I'm hoping to try and replicate some of the surfaces in GH at some point. The algorithm I used was Dynamic Relaxation with Kinetric Damping. The great thing about DR and kinetic damping is that it is able to find numerical solutions where ordinary solvers would fail where the displacements, change in geometry during relaxation, are simply too high. This applies to traditional numerical solvers which use a "Stiffness matrix" approach. You can see from the images in my gallery that the surfaces are as far away as possible from a minimal surface, even so, DR is rigorous enough to find the form of these minimal surfaces as they deform massively. There are already a lot of minimal surface solvers out there in Rhino/GH which I am sure can do as good a job. It would be cool if someone could do a verification test on some of the surfaces produced to check the accuracy. Simple verifications would be a catenoid - increasing the height should cause the soap film (minimal surface) to become unstable and break at a mathematically known height. Another example is to use the box example - see my gallery. The location of the midpoint of the minimal surface should be exactly at mid height and the radii of curvature in the opposing directions should be exactly equal to one another. The only other way to prove a minimal surface exists is to do soap film tests. If you are interested at looking at benchmarks let me know and I can send you soem more info.
I would really appreciate your time,..
Thanks a lot,...

========

**What you will do**
1 – In the post on minimal surfaces above, turn the paragraph that begins "I'm hoping to try" into a brief list that keeps its main facts.
2 – Using the minimal surfaces post above, answer each of these briefly:
(a) Which algorithm did the writer use?
(b) In the catenoid check, what should happen to the soap film as the height increases?
(c) In the box example, where should the midpoint of the minimal surface be located?

**Information provided**

========

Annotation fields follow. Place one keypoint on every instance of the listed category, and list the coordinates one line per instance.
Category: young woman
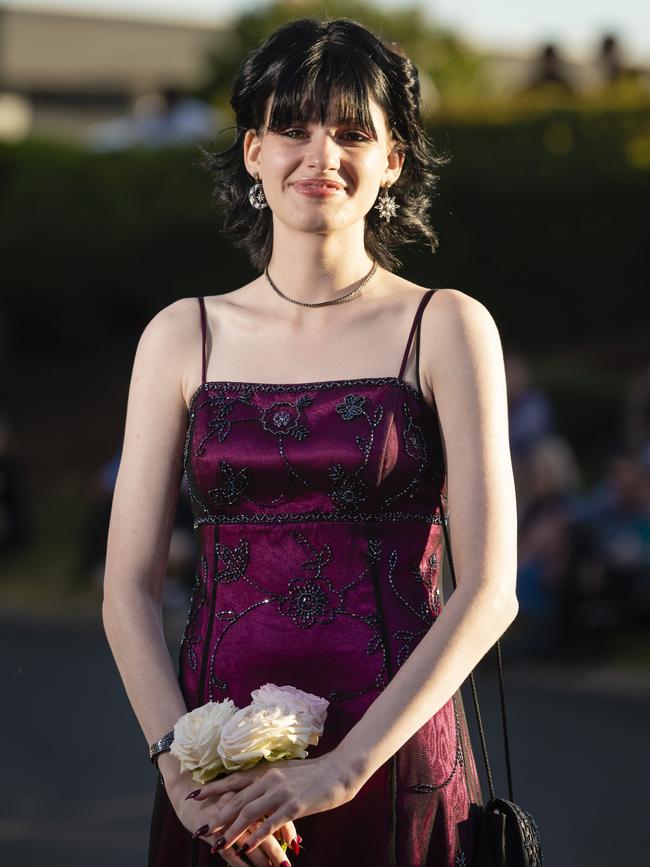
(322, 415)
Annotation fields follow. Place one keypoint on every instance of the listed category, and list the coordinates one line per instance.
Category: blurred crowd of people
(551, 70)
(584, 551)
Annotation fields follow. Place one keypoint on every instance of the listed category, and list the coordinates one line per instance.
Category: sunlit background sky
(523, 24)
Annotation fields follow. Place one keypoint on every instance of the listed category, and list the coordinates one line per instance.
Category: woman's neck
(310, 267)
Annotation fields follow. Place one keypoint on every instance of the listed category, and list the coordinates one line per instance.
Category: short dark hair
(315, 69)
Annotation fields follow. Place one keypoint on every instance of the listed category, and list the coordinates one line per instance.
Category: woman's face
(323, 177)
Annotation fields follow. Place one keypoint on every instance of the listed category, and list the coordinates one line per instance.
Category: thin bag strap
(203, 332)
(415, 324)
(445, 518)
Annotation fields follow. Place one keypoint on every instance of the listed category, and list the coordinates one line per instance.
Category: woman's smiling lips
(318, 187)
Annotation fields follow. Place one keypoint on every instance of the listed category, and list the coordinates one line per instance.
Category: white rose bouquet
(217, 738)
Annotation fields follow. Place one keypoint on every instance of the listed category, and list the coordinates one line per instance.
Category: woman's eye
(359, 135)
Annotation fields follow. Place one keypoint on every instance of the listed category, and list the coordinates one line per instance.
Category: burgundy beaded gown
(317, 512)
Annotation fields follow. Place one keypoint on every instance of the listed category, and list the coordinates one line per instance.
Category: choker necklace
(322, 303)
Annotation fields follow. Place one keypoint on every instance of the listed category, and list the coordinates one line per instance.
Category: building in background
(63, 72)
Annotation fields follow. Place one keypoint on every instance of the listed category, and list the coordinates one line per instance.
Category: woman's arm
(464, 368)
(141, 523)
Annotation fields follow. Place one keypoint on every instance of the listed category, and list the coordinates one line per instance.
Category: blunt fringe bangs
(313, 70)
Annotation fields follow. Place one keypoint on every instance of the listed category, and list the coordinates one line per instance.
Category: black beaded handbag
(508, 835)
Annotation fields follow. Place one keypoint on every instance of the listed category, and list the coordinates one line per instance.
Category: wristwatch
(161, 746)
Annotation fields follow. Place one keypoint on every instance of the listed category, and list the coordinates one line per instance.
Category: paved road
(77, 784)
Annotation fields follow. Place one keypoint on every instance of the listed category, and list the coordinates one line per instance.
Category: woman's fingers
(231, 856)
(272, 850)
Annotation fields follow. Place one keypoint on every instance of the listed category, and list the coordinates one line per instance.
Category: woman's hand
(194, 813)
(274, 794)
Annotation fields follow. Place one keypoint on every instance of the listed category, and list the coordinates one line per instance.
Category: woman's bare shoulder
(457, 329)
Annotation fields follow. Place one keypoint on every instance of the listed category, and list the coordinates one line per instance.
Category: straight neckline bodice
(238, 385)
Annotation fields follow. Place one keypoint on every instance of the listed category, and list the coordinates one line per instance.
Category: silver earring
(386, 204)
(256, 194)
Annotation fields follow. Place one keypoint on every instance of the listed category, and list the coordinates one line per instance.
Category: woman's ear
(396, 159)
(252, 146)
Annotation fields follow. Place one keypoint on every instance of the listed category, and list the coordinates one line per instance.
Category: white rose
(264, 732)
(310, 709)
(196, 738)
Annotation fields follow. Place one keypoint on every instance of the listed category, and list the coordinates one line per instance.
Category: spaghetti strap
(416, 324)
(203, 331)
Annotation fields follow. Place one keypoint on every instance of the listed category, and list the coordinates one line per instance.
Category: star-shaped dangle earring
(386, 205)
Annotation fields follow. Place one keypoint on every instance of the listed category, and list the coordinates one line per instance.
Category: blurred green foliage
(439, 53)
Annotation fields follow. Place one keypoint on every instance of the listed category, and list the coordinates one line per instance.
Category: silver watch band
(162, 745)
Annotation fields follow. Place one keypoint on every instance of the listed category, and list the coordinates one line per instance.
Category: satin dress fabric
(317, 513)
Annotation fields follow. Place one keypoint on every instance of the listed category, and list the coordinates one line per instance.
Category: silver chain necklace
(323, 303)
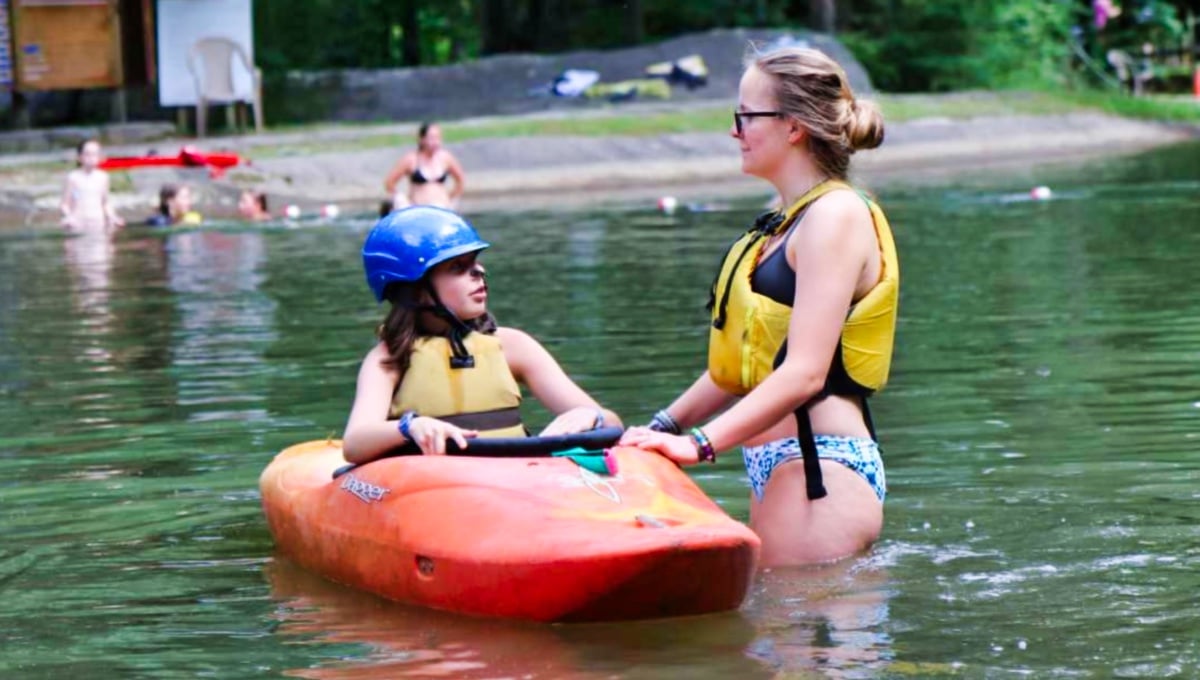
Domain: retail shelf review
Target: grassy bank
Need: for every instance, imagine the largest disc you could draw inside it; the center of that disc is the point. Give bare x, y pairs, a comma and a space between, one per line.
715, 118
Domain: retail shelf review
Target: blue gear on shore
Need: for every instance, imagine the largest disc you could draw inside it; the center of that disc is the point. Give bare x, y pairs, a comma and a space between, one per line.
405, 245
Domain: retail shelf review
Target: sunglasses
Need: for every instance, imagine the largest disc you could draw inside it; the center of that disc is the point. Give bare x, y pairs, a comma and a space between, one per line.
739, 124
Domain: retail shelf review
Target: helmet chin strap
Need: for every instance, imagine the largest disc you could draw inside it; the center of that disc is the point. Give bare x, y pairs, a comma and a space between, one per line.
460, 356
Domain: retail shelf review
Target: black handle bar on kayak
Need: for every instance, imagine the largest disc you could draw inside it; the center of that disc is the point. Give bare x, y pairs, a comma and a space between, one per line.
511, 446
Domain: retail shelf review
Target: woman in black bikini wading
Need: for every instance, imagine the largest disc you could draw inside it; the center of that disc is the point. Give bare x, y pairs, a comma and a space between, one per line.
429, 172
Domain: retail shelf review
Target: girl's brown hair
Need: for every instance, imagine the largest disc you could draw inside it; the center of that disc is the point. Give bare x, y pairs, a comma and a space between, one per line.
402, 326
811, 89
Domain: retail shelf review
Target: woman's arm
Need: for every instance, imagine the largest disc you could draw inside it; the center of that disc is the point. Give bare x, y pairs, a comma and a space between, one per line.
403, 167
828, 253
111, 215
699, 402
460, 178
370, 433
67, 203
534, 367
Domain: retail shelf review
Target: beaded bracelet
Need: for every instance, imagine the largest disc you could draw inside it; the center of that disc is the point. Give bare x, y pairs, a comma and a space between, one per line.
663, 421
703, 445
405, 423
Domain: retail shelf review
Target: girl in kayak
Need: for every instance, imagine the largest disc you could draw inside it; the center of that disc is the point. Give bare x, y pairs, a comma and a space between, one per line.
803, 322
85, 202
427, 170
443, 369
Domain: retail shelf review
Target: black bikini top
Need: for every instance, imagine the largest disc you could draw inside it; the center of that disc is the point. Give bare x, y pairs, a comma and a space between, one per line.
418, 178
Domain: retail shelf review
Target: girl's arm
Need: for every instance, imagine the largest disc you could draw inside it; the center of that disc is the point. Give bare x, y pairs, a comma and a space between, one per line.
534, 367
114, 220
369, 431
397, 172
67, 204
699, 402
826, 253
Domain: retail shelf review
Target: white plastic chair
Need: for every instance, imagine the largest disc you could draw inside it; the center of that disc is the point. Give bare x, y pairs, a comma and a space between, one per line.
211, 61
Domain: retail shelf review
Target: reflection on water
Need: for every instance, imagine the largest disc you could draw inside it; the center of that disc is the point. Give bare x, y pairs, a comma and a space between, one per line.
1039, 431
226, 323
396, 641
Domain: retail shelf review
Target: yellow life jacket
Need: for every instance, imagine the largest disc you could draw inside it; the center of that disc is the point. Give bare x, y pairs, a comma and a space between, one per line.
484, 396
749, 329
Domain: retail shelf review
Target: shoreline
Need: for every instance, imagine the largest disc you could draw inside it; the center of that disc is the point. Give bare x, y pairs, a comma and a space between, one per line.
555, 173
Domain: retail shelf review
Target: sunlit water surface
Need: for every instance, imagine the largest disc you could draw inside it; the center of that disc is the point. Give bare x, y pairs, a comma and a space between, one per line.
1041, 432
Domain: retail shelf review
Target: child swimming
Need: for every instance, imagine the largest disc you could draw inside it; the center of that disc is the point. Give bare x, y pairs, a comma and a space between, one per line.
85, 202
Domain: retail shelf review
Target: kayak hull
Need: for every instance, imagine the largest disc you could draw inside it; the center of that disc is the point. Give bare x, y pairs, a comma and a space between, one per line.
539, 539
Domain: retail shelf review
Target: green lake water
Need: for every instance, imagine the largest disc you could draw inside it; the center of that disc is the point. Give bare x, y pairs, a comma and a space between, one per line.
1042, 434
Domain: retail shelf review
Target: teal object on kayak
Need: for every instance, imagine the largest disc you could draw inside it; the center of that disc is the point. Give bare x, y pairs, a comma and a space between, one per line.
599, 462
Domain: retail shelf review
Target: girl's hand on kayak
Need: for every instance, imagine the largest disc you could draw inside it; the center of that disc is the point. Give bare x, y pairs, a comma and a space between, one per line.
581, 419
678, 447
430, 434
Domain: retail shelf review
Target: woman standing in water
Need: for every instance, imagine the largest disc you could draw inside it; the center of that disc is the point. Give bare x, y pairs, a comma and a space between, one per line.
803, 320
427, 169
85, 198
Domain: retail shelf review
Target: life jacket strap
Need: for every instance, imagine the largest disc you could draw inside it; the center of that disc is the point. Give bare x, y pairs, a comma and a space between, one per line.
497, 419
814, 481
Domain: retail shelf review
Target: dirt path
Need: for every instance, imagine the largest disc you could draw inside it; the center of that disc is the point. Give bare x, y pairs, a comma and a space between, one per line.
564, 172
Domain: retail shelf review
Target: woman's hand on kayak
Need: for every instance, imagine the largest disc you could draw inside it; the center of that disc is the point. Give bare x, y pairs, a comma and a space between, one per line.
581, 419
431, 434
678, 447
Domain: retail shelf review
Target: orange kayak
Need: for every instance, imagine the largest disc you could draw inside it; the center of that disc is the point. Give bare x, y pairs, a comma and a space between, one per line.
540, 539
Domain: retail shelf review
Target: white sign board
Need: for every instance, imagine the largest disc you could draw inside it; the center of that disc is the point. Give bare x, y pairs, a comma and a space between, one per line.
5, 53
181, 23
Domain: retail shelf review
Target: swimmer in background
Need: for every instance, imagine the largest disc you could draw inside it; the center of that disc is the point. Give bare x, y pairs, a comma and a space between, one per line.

========

**List of solutions**
1 –
- The writer hopes to replicate some of the surfaces in GH eventually.
- The algorithm used was Dynamic Relaxation (DR) with kinetic damping.
- DR with kinetic damping finds numerical solutions where traditional "stiffness matrix" solvers fail because the displacements are too high.
- The gallery surfaces begin far from a minimal surface, yet DR still finds the minimal surface form as they deform massively.
- Many minimal surface solvers already exist in Rhino/GH and can likely do as good a job.
- The writer would welcome a verification test of the surfaces' accuracy:
  - Catenoid: raising the height makes the soap film unstable, and it breaks at a mathematically known height.
  - Box example: the midpoint of the minimal surface should sit exactly at mid height, and the radii of curvature in opposing directions should be exactly equal.
- Soap film tests are the only other way to prove a minimal surface exists.
- The writer offers more information on benchmarks to anyone interested.

2 –
(a) Dynamic Relaxation with kinetic damping.
(b) It should become unstable and break at a mathematically known height.
(c) Exactly at mid height.